EXCERPTED RECORDS -
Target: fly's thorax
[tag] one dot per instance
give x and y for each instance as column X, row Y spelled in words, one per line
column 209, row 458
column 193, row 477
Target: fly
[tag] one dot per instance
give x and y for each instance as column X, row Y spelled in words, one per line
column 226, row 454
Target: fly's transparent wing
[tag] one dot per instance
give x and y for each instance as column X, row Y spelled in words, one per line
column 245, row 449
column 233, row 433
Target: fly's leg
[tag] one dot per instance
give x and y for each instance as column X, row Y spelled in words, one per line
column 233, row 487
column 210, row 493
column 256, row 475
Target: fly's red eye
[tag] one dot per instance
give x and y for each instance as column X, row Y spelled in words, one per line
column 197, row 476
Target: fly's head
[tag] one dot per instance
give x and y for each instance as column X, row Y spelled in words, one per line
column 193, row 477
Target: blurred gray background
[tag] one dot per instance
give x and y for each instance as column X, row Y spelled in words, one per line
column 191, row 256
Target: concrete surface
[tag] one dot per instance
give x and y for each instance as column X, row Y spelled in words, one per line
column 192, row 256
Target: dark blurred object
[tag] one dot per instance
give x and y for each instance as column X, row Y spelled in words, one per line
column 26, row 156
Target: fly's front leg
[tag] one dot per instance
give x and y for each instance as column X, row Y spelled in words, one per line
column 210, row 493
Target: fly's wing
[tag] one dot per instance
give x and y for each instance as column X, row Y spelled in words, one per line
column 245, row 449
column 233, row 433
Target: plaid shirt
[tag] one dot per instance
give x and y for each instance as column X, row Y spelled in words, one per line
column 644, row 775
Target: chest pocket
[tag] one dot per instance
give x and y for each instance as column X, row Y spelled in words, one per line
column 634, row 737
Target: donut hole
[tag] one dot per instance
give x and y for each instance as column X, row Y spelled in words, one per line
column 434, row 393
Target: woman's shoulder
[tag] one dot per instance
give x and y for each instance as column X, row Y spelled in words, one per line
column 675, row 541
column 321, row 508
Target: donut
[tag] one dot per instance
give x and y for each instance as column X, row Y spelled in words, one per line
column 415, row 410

DIRECTIONS -
Copy every line above word for word, keeping each one in its original order.

RESULT OF THIS EXERCISE -
Target: fly's thorax
[tag] one dot per instance
give x and y for each instance as column X, row Y spelled in words, one per line
column 209, row 458
column 193, row 477
Target: fly
[tag] one dot per instance
give x and y for each instance as column X, row Y spelled in words, one per line
column 226, row 454
Target: fly's transparent wing
[tag] one dot per instance
give x and y for each instance as column X, row Y spelled in words, one per line
column 245, row 449
column 233, row 433
Target: fly's leg
[tag] one dot per instance
give x and y for each instance as column X, row Y spelled in words, one per line
column 233, row 487
column 210, row 493
column 256, row 475
Target: fly's red eye
[tag] one dot per instance
give x and y for each instance as column X, row Y spelled in words, one per line
column 197, row 476
Target: fly's head
[tag] one dot per instance
give x and y for each instance as column X, row Y spelled in words, one per line
column 193, row 477
Target: blurred gray background
[tag] one dot per instance
give x and y for each instance as column X, row Y spelled in words, one per line
column 191, row 256
Target: concrete surface
[tag] one dot per instance
give x and y for each instance as column X, row Y spelled in words, one per line
column 192, row 256
Target: dark blurred object
[tag] one dot per instance
give x and y for each instance as column X, row Y spelled in words, one per line
column 26, row 156
Target: fly's front leg
[tag] one dot per instance
give x and y for each instance as column X, row Y spelled in words, one per line
column 210, row 493
Target: fly's wing
[tag] one dot per instance
give x and y for each instance as column X, row Y spelled in words, one per line
column 245, row 449
column 233, row 433
Target: plaid shirt
[tag] one dot per instance
give x and y for each instance as column X, row Y spelled in words, one per line
column 644, row 775
Target: chest pocket
[tag] one dot per instance
give x and y for each instance as column X, row Y spelled in words, one per line
column 634, row 737
Target: donut hole
[tag] one dot per instance
give x and y for each instance as column X, row Y spelled in words, one per line
column 434, row 393
Target: woman's shoulder
[tag] one dot per instance
give x and y for each instance as column X, row Y spelled in words, one per line
column 675, row 541
column 321, row 508
Target: donut
[tag] one dot per instance
give x and y for each instance as column X, row Y spelled in words, one per line
column 415, row 410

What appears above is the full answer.